Exercise task
Quote every line below exactly as it reads.

>> START

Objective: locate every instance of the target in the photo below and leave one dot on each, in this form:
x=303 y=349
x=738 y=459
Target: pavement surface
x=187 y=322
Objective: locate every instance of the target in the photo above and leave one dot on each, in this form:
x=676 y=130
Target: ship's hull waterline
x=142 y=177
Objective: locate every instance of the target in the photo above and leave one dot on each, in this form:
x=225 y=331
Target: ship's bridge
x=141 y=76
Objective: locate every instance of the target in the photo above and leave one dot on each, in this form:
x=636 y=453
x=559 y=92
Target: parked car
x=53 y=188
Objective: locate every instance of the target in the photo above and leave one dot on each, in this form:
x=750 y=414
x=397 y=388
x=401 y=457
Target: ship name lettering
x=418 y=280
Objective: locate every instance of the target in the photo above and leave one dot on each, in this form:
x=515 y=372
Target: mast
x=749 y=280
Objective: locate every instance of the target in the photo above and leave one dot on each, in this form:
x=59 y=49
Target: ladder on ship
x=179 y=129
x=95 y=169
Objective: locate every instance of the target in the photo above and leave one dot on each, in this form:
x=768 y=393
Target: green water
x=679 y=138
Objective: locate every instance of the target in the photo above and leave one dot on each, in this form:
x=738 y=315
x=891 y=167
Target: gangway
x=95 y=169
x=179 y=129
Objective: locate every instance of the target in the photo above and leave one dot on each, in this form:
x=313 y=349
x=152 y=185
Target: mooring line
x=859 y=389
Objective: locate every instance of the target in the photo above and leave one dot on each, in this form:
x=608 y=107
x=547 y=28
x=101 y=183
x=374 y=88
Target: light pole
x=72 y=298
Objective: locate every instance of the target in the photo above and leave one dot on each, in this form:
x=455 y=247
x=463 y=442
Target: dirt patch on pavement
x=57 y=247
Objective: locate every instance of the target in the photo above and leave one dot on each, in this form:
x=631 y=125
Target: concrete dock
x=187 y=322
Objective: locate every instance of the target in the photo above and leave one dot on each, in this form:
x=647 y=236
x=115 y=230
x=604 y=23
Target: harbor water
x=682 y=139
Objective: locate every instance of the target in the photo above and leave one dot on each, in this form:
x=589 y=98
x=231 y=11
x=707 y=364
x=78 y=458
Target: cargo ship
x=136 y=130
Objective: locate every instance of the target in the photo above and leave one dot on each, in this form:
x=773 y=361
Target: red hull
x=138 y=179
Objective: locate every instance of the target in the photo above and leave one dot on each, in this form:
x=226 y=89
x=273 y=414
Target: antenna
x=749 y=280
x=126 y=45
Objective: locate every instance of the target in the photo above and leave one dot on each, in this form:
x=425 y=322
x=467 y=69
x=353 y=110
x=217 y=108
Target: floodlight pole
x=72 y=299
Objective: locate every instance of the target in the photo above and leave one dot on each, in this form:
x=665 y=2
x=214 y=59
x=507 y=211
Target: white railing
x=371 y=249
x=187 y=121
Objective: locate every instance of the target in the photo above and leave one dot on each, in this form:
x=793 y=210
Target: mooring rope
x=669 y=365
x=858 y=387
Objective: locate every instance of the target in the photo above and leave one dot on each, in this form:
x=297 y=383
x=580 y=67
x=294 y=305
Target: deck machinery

>> END

Exercise answer
Objective: locate every instance of the target in the photo below and leave one dot on each, in this form:
x=303 y=349
x=738 y=459
Target: pavement surface
x=187 y=322
Objective: locate every instance of the target in the photo above and leave one dot on each, in this form:
x=676 y=130
Target: ship's hull waterline
x=142 y=177
Objective: locate every instance of the target in the photo above and leave one dot on each, in this form:
x=225 y=331
Target: ship's bridge
x=141 y=76
Objective: locate every instance of the target in the photo above and leave one dot on each, in this form:
x=636 y=453
x=559 y=92
Target: parked car
x=53 y=188
Objective: locate every instance of the target in the photo above and leave one dot on each, in this form:
x=750 y=414
x=397 y=388
x=401 y=457
Target: ship name lettering
x=418 y=280
Objective: locate every instance of the target in the photo above and leave one dot on each, in this form:
x=515 y=372
Target: mast
x=749 y=280
Objective: locate every instance of the target in the photo above and leave one dot on each, in this form:
x=59 y=49
Target: ladder on ship
x=179 y=129
x=95 y=169
Objective: locate every instance of the target in the photo above and leave one dot on each, in this form:
x=768 y=393
Target: green water
x=679 y=138
Objective: locate every instance of the target in the photo above and leave one dot on each, in this form:
x=738 y=315
x=891 y=167
Target: gangway
x=95 y=169
x=179 y=129
Objective: locate every instance of the target in the photo above and leave one dot on each, in this form:
x=313 y=349
x=152 y=185
Target: mooring line
x=859 y=389
Objective: locate every instance of the target in the photo above and leave one dot on each, in this form:
x=608 y=107
x=547 y=28
x=101 y=183
x=374 y=88
Target: light pole
x=72 y=298
Objective: locate every instance of the target in the photo above and leave one dot on each, in this form:
x=455 y=247
x=463 y=442
Target: dirt patch on pavement
x=57 y=247
Objective: locate every instance of the target in the photo above and leave one dot on each, in this form:
x=631 y=125
Target: concrete dock
x=187 y=322
Objective: locate every instance of the target in the photo above and leave one dot on each, in this form:
x=647 y=236
x=115 y=230
x=604 y=23
Target: harbor water
x=682 y=139
Objective: locate every instance of the target in the photo above and leave one dot on each, in this form:
x=589 y=98
x=231 y=11
x=707 y=364
x=78 y=458
Target: cargo ship
x=136 y=130
Objective: locate every instance of the target in the photo above and leave one dot on each, in this form:
x=773 y=361
Target: red hull
x=138 y=179
Objective: locate every instance of the target in the photo above and leave one dot on each, in this form:
x=226 y=89
x=273 y=414
Target: antenna
x=749 y=280
x=126 y=45
Objective: locate every instance of the target in the photo above and leave one dot on each, in this form:
x=425 y=322
x=467 y=69
x=353 y=110
x=217 y=108
Target: floodlight pole
x=72 y=299
Objective: locate every instance of the target in the photo above and leave one dot on each, in this form:
x=665 y=2
x=214 y=59
x=507 y=211
Target: white railing
x=371 y=249
x=187 y=121
Objective: locate every instance of the target in the photo above and leave one dot on each, in this form:
x=793 y=210
Target: mooring rope
x=669 y=365
x=858 y=387
Objective: locate every instance of the target in the photo above and leave one dot on each, in this form:
x=297 y=383
x=580 y=67
x=294 y=305
Target: deck machinery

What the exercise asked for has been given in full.